TASK DESCRIPTION — List every line of the material below that contains the word "with", copying each one in full.
— Start —
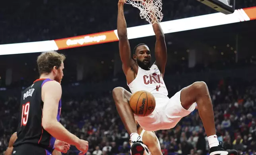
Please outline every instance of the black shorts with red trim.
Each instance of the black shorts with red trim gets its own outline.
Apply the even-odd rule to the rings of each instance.
[[[12,155],[52,155],[49,151],[39,146],[24,144],[14,147]]]

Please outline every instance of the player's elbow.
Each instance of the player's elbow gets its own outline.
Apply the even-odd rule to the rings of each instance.
[[[42,126],[48,132],[53,128],[54,123],[54,122],[52,121],[48,120],[47,119],[44,119],[43,118],[42,120]]]
[[[165,40],[165,34],[162,32],[159,32],[156,33],[155,36],[158,40]]]
[[[127,38],[127,33],[118,33],[118,38],[119,38],[119,40],[126,40]]]

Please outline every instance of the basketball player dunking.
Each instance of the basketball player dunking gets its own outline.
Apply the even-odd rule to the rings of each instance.
[[[144,146],[145,150],[144,151],[144,155],[163,155],[159,140],[155,132],[143,129],[137,121],[136,125],[138,133],[140,135],[139,140],[144,145]],[[130,142],[130,144],[132,143],[133,142]],[[139,148],[138,149],[140,149]],[[143,149],[143,148],[141,147],[141,149]]]
[[[138,146],[143,145],[138,140],[139,135],[135,120],[142,129],[147,131],[173,128],[182,117],[194,110],[196,102],[208,136],[210,155],[237,155],[236,150],[225,150],[219,145],[216,135],[212,105],[205,83],[195,82],[183,88],[171,98],[167,96],[168,93],[163,80],[167,57],[166,45],[164,34],[159,23],[153,25],[156,38],[155,63],[150,66],[150,51],[144,44],[140,44],[135,47],[132,59],[127,38],[124,5],[124,0],[119,0],[117,32],[119,39],[119,52],[127,84],[132,93],[139,91],[147,91],[152,94],[156,101],[156,106],[152,113],[146,117],[138,117],[134,115],[129,105],[132,94],[122,87],[115,88],[113,90],[113,96],[117,111],[126,129],[130,134],[130,140],[134,142],[132,144],[132,155],[142,155],[145,149],[136,149],[140,147],[138,147]]]
[[[51,155],[55,138],[75,146],[85,154],[88,142],[70,132],[59,122],[65,56],[55,51],[37,58],[40,78],[21,94],[14,155]]]
[[[17,132],[14,132],[10,138],[8,147],[4,153],[4,155],[11,155],[14,149],[13,144],[17,140]],[[55,149],[52,152],[52,155],[61,155],[61,152],[66,153],[69,149],[70,146],[66,143],[56,140],[54,144]]]

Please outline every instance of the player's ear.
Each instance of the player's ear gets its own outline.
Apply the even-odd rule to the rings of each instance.
[[[57,72],[57,67],[56,66],[54,66],[52,68],[52,72],[54,74],[56,74]]]
[[[134,54],[133,55],[132,55],[132,58],[133,58],[133,59],[134,60],[137,60],[137,56],[135,54]]]

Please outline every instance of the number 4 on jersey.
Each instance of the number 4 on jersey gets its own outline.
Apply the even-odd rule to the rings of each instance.
[[[20,126],[26,126],[29,118],[29,106],[30,103],[29,102],[25,104],[22,105],[22,114],[21,115],[21,122]]]

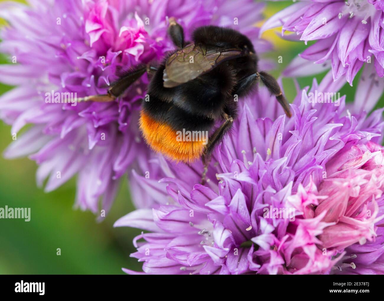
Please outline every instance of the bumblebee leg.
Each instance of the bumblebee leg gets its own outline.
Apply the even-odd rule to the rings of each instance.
— End —
TASK RESULT —
Please outline every instance of the black shorts with red trim.
Each instance of the black shorts with red trim gets its own outline.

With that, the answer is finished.